- **What to produce**: Nothing in the entries may be altered; copy them all exactly.

- **Data shown**:
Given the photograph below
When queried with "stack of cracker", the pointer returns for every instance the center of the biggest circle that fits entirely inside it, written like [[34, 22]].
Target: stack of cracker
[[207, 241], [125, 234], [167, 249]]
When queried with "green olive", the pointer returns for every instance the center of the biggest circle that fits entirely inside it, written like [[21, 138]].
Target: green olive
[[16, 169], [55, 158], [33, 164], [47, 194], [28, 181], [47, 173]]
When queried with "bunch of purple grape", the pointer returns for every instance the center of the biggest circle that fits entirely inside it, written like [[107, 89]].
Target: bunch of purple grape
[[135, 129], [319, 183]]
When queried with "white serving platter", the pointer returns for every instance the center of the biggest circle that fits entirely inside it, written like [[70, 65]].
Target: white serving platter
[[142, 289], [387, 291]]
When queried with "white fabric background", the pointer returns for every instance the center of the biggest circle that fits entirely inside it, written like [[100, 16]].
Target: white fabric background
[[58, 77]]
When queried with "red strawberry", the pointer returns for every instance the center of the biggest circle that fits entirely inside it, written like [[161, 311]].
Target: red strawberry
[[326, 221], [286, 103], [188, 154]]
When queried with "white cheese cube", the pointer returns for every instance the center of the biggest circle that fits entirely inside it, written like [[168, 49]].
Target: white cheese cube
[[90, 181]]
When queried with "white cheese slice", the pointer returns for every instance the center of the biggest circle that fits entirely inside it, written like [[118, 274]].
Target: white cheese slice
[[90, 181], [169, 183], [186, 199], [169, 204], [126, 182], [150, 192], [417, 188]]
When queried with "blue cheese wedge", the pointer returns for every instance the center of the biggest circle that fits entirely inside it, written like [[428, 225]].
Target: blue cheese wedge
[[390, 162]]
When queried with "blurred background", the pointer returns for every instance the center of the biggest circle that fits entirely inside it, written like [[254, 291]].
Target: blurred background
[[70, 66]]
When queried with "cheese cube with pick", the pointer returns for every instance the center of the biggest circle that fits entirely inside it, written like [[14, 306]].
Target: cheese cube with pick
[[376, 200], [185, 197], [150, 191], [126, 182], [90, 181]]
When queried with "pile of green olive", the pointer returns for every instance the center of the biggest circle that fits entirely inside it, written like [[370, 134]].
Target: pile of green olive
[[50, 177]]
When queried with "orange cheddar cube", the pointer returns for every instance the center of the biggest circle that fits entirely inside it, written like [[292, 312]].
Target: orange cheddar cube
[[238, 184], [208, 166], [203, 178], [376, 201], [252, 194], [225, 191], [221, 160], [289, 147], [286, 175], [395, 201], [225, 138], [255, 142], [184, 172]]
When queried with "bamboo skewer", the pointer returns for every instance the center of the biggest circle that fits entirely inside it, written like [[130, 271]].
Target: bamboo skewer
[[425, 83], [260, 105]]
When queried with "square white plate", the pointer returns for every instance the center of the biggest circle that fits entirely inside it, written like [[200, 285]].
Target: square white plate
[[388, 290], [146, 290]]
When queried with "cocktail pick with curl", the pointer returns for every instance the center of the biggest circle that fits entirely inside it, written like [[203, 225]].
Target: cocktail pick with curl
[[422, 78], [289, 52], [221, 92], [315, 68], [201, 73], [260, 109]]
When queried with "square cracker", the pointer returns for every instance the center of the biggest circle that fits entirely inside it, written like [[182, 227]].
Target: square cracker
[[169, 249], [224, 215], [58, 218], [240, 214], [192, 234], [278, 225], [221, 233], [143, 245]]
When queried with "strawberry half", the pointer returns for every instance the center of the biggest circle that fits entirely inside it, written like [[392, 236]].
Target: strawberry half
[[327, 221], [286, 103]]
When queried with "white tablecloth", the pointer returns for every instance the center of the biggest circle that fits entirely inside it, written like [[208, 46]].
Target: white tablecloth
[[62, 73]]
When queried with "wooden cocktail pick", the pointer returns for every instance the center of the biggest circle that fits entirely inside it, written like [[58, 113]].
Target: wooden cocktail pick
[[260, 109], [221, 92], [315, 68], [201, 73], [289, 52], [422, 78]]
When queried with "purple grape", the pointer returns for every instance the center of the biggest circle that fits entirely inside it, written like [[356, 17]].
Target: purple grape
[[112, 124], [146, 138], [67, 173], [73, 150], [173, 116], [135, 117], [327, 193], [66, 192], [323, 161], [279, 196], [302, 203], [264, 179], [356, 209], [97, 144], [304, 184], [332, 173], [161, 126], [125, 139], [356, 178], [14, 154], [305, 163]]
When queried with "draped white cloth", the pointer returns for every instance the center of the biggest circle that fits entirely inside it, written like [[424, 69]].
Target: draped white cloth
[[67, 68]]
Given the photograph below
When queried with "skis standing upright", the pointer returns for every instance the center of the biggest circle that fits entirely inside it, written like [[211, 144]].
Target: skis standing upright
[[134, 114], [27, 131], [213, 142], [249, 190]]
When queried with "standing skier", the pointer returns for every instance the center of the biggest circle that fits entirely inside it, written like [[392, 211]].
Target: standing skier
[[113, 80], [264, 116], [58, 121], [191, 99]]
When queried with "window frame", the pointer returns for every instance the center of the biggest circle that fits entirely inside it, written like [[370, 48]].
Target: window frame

- **Reply to the exercise**:
Given the photograph below
When queried with "stack of cracker", the pointer returns for every instance the center of the biggest circle that fits entirely inside it, written like [[34, 22]].
Target: stack of cracker
[[207, 241], [125, 234], [167, 249]]
When queried with "green olive", the pointer returns for every instance the center of the biggest circle that fits entirely inside it, written like [[21, 138]].
Target: green olive
[[16, 169], [55, 158], [33, 164], [47, 194], [28, 181], [47, 173]]
When queried with "bunch of purple grape", the pointer returns for every instance the center of the biggest circle that fits entirely inside it, written like [[107, 89]].
Target: bunch of purple grape
[[135, 129], [319, 183]]
When queried with "white serving platter", the pointer returns for every instance the center of the biggest circle that fits entirely inside it, written like [[70, 65]].
Target: white serving platter
[[142, 289], [387, 291]]
When queried with "white fabric background", the pointer returns for every instance the center of the biggest circle that fits entirely inside it, written like [[100, 16]].
Target: white fabric background
[[58, 77]]
When queried with "red strawberry", the pointer returns for every instance the center of the biggest circle that fits entirely inside it, written like [[161, 311]].
Target: red strawberry
[[326, 221], [286, 103], [188, 154]]
When queried with "white cheese cube", the pointer returns for every instance the center of the biggest circle that fits entirely inside it, written like [[168, 49]].
Target: white cheese cube
[[90, 181]]
When queried with "white cheese slice", the pointer returns for every instance the center of the biggest circle that fits entirely inside it, written like [[118, 274]].
Target: white cheese slice
[[90, 181], [169, 183], [186, 199], [169, 204], [126, 182], [150, 192], [417, 188]]
When queried with "blue cheese wedge", the pointer returns for every instance the center of the biggest circle that fits entirely inside it, written like [[428, 225]].
Target: blue cheese wedge
[[390, 162]]
When queried with "blurred background", the pointer returns for every instance the center of the biggest circle that fits entirely inside it, written like [[254, 291]].
Target: blurred background
[[70, 66]]
When queried with "cheese cube with pick", the pointer returns for every instance the center of the biggest circle that fits entirely inside it, written like [[14, 306]].
Target: cheese cube with pick
[[376, 200], [185, 197], [150, 191], [126, 182], [90, 181]]
When queried with "pile of green olive", the pointer returns for every instance the center of the biggest circle that fits entirely inside it, written like [[370, 134]].
Target: pile of green olive
[[50, 177]]
When queried with "orange cheddar cube", the pointer returns for every instance the center of the biggest circle that fits entirely inside it, written like [[292, 312]].
Target: orange cheddar cube
[[238, 184], [208, 166], [203, 178], [376, 201], [252, 194], [225, 191], [221, 160], [289, 147], [286, 175], [395, 201], [225, 138], [255, 142], [184, 172]]
When queried with "bamboo skewer", the pointer returns for every instance the center of the biggest circle that fits entirely inside it, written like [[130, 271]].
Target: bamboo skewer
[[425, 83], [260, 105]]
When queried with "square white plate", the pointer returns for every instance the center of the biggest circle that fits entirely inside it, written like [[200, 285]].
Target: square white plate
[[388, 290], [146, 290]]
When queried with "cocktail pick with curl", the pointer returns for every instance the center of the biggest circle that fits entirely inside it, written like [[203, 225]].
Target: cocktail pick with curl
[[422, 78], [289, 52], [221, 92], [315, 68], [201, 73], [260, 109]]
When queried with "square cracker", the pointer returns for every instance the center of the biggest circle that fits entirely inside it, written like [[182, 227]].
Target: square cracker
[[169, 249], [224, 215], [58, 218], [240, 214], [192, 234], [278, 225], [221, 233], [143, 245]]
When queried with "strawberry half", the pointer returns for every instance the center of the biggest circle that fits entirely inside it, written like [[392, 236]].
Target: strawberry half
[[327, 221], [286, 103]]
When queried with "white tablecloth", the pointer returns for every instance the center of the biggest circle that fits entirely inside it, written like [[208, 46]].
Target: white tablecloth
[[62, 73]]
When queried with "wooden cocktail pick", the pointer returns for every instance the center of the biggest circle that fits entirely inside it, written like [[58, 113]].
Target: wooden cocktail pick
[[260, 109], [221, 92], [315, 68], [201, 73], [289, 52], [422, 78]]
When queried with "purple grape", the pointer returns for every instance the center of the biggest circle that fits entirely inside it, written like [[356, 17]].
Target: purple grape
[[112, 124], [146, 138], [67, 173], [73, 150], [173, 116], [135, 117], [327, 193], [66, 192], [323, 161], [279, 196], [302, 203], [264, 179], [356, 209], [97, 144], [304, 184], [332, 173], [161, 126], [125, 139], [356, 178], [14, 154], [305, 163]]
When queried with "draped white cloth", the pointer returns for every instance the center of the biggest circle that fits entirely inside it, written like [[424, 69]].
Target: draped white cloth
[[67, 68]]
Given the photograph below
When queried with "skis standing upright", the pointer returns for every instance the center of the biggest circle that fits entirely inside it, written like [[211, 144]].
Target: skis standing upright
[[134, 114], [27, 131], [213, 142], [249, 190]]
When queried with "standing skier", the pointer returns for every instance the center of the biggest circle that fits entirely inside it, written like [[392, 211]].
Target: standing skier
[[113, 80], [264, 116], [58, 121], [191, 99]]
When queried with "window frame", the pointer returns for every instance the center of the biggest circle that fits entirely inside it, written like [[370, 48]].
Target: window frame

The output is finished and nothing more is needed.